» RAW DATA:
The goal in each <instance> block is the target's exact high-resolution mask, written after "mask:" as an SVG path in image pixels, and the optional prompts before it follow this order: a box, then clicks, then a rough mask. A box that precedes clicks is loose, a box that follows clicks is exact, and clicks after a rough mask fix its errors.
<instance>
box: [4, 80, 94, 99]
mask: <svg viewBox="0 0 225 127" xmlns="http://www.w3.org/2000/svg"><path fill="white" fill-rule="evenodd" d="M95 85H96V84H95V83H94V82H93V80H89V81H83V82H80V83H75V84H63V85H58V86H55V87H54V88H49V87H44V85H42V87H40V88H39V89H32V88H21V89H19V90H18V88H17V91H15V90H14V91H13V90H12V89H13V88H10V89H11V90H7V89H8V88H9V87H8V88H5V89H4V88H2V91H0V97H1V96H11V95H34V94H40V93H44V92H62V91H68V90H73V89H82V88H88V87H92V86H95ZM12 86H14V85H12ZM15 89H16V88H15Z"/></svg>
* * *
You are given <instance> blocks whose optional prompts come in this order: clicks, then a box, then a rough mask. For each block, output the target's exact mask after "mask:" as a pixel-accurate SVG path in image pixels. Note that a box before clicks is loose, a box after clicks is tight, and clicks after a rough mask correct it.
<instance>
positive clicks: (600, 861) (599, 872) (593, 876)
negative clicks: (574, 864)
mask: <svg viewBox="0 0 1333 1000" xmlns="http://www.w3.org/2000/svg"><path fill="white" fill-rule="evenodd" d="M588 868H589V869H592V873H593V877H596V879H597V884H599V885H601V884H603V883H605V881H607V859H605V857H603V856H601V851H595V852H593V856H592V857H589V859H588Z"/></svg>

» EXERCISE BRIEF: Read the entries and select each line where the word "this" is found.

» YOUR RESPONSE:
The goal in each <instance> block is the target's exact high-resolution mask, written after "mask:" as an SVG path in image pixels, and the optional prompts before it follow this order: a box, then clicks, then a rough mask. A box that precedes clicks is loose, a box that follows clicks is exact, and clicks after a rough mask fix its errors.
You are given <instance> blocks whose optional prompts come in this order: clicks, then a box, then a rough mask. For each block, output the target's exact mask after "mask:" as a pixel-accurate SVG path in image pixels. Note that a box before clicks is loose, a box after clicks is tight, and clicks after a rough mask correct it.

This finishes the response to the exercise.